# [文章の抜粋]
東宝劇場 花組新人公演「愛と死のアラビア」、その3。



前回の続きを書く前に、ちょっとだけ違う話を。

先日、花組東宝劇場公演「愛と死のアラビア」を観劇してまいりました。
本公演については別途書きますが、取り急ぎ、先日サミーラの芝居について書いた処を確認してまいりましたので、ご報告。

結論からいうと、れみちゃんのサミーラも“アノウドが痛みのあまり気を失ったとき、慌てて自分のヴェールを脱いでアノウドにかけようとする”お芝居をしているんですが(夜野さま、ご教示ありがとうございます)、新公とは微妙に違っていました。

本役のれみちゃんは、ヴェールに手をかけんながら、咄嗟に気絶したアノウドの許に走りよろうとしていましたよね?で、1,2歩出たところで、トマスに「布を裂いてくれ」といわれて受け取りに行く感じ。

すみ花ちゃんは、戸口に控えたままの姿勢で咄嗟にヴェールに手をかけるんですが、トマスに「布を裂いてくれ」と言われるまでは動かないんです。で、そう言われて慌てて駆け寄ってたと思います。(関係ないけど、アノウドにヴェールを巻いてあげるすみ花ちゃんの手つきは、ものすごーーーーく不器用だった………)

ただの思い込みかもしれませんが。
なんとなく、れみちゃんのサミーラは気が強くてしっかりしていて、女主人とも仲のいい“乳姉妹”で、すみ花ちゃんは、おとなしくて控えめな“端女”、というふうな印象を受けました。
そして、そんな控えめな下女であるすみ花サミーラが、思わず「見てはなりません!」と厳しい口調で言い募ってしまうくらい、肌を見られるというのは女性にとって大きなタブーなのだ、という認識を与えてくれたような気がします。

元気で可愛いれみちゃんのサミーラ、
身分制のしがらみの中で、それでも女主人を守ろうとしたすみ花ちゃんのサミーラ、
どちらも可愛かったです♪



国衣の歌手(絵莉千晶)愛純もえり

さすがに絵莉さんの低音の迫力には及びませんでしたが(当たり前?)、いい声でした。幕開きの雰囲気づくり、よく出来ていたと思います。
ラストの低音で伸ばすところは声が出なかったせいか、……あれっ?カットされていたんだっけ?“ああ、鈴木さんはこういうふうに工夫するのね”、と思ったことは覚えているんですが、具体的にどうなっていたのか忘れてしまった……(ごめんなさい!ご覧になった方、教えてください/汗)



女豹S(舞城のどか)華月由舞
シャルキーの女S(〃)〃

麗しい(*^ ^*)
黒塗りにキツいツリ目。女としてもベリーダンサーとしても、抜群のスタイル。色っぽくて、可愛くて、サイコーの女でした。
振付はみほちゃんとは少し違っていましたが、目を離せないほど魅力的。素晴らしい!「エンター・ザ・レビュー」の猛獣&マヌカンメンバーには絶対入ってほしい!(^ ^)。

# [資料]
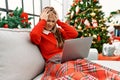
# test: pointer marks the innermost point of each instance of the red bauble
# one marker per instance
(5, 26)
(98, 38)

# [やること]
「愛と死のアラビア」新人公演の観劇記の続きを、最後の文のあとから書いてください。

# [答えはこちら]
シャルキーの女A(すみ花の位置?)月野姫花

か、か、かわええ………(呆然)たまらないほど可愛いです。はい。
姫花ちゃん、ダンス巧いなあ〜(←今頃?)うっとり。



侍女(白姫あかり、月野姫花)瞳ゆゆ、桜咲彩花

…新公の二人がどうこう、よりも、プログラムをチェックしたおかげで本公演の二人の意味がわかったことが嬉しいかも。
二人だけが「侍女」で、他のメンバーは「シャルキーの女」なんですね!

ゆゆちゃんの、控えめに目を伏せた風情に萌えました。
桜咲さん(凄い芸名!)も可愛かった☆



ドナルド(愛音羽麗)彩城レア

元々歌えるし、声も悪くない人なんですが、台詞声のカン高さと台詞回しの硬さが役に合ってない印象がありました。台詞のテンポも乱れがちで、前半つっかけてみたり、後半転んじゃったり、いかにも喋りなれていない感じ。
……それなりに今までも役がついていたのに、あれぇ?と思ってしまいました。

みわっちの声もそんなに低くないんですが、響きが柔らかいので落ち着いて聴こえるのと、ゆったりと余裕のある口調が、谷作品の大芝居演出によく合っていたんですよね。作品によって、役によって、口調をきちんと変えられるのは役作りの基本のキなので、ネコちゃんにはもう少しがんばってほしいです。

牢獄でスコットランド民謡「ローモンド湖」をトマスとあわせる場面は、さすがに耳に優しいなー(←みわっちごめんなさい)、と感心したのですが。
数少ない西欧人の役とはいえ、化粧が少し白すぎて軍服を着るとオスカルみたい(仕草もちょっと女の子っぽい)だったとか、見た目にもいろいろ反省点はあるんですけれども。
まずは、得意分野であるはずの声のコントロールから始めてみたら良いのではないでしょうか。

……個人的には、今回くらいのタイミング(研9?)で、デジュリエ大佐とかアジズとか、ああいう威厳と迫力を必要とする役をやらせてあげたほうが、ネコちゃん自身の勉強にはなったんじゃないかなー、と思いました。



メドヘッド(嶺乃一真)天真みちる

巧い!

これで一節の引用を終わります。